- _Excerpt provided_:
—————

This makes Mahershala laugh out loud. “He is; it’s true.”




A Moonlight Cast for Calvin Klein Underwear

It’s all happening for 21-year-old Ashton Sanders—magazine covers, hype, fans—and he’s not entirely sure how to handle it just yet. “I’m a very spiritual person,” he says, still smiling after receiving congratulations from strangers who just happened to recognize him on the street, “but I’m realizing I have to be careful what I put out there…because everything I’ve wished for is happening.”

That “everything” would, of course, include the movie parts rolling in after his performance in the runaway success Moonlight—but it would also cover his experience of working with Calvin Klein’s Raf Simons as part of the Spring underwear campaign. “I just met Raf and I almost fainted, man,” Ashton says. “Really. I’ve been a fan of his since I was in the 10th grade.”

Even in street clothes, Ashton, who is comfortably fluent in fashion and the work of his favorite designers, looks like he might have just stepped out of Simons’s archives or off the runway of his first collection for Calvin Klein. “He just looked me up and down,” says Ashton of Simons, “and then he nodded, like, ‘I like your look.’ I almost passed out.” At that precise moment, while he was receiving a compliment from one of his heroes, Ashton’s manager was getting word that he had booked a plum role in an upcoming movie.

And if all of this—sitting front row at a fashion show in New York, holding a ticket to the Oscars, making movies—seems a long way from the Carson neighborhood of South Los Angeles where Ashton grew up and still lives, it is all part of the plan. “Carson was cool, but I never felt like I fit in there,” Ashton says in his raspy Cali drawl. Like his Moonlight character, Chiron, Ashton too faced some bullying as a kid, and he says it was the acting classes he took as a teenager that helped introduce him to a new world of possibilities, along with the kooky characters with whom he feels most at home. “It was like, whoa, you are not alone,” he says. “That meant so much to me.”

Clearly, this is only the beginning of what’s to come, but Ashton, like Chiron, seems to have come out of the experience with some incredible self-awareness.




A Moonlight Cast for Calvin Klein Underwear

“I want to win,” says Trevante Rhodes, “like an athlete.”

—————

- _Requirements_:
(a) In the article about the Moonlight cast, why does Ashton Sanders say he has to be careful what he puts out there?
(b) From the article about the Moonlight cast, write out word for word the passage that begins with "Even in street" and ends with "an upcoming movie.".

- _Data block_:

—————

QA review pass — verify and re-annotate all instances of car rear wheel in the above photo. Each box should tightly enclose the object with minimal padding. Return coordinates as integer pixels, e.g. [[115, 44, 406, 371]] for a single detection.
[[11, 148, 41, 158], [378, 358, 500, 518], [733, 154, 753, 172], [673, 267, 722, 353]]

—————

- _Full solutions_:
(a) He says he has to be careful because everything he has wished for is happening.

(b)
Even in street clothes, Ashton, who is comfortably fluent in fashion and the work of his favorite designers, looks like he might have just stepped out of Simons’s archives or off the runway of his first collection for Calvin Klein. “He just looked me up and down,” says Ashton of Simons, “and then he nodded, like, ‘I like your look.’ I almost passed out.” At that precise moment, while he was receiving a compliment from one of his heroes, Ashton’s manager was getting word that he had booked a plum role in an upcoming movie.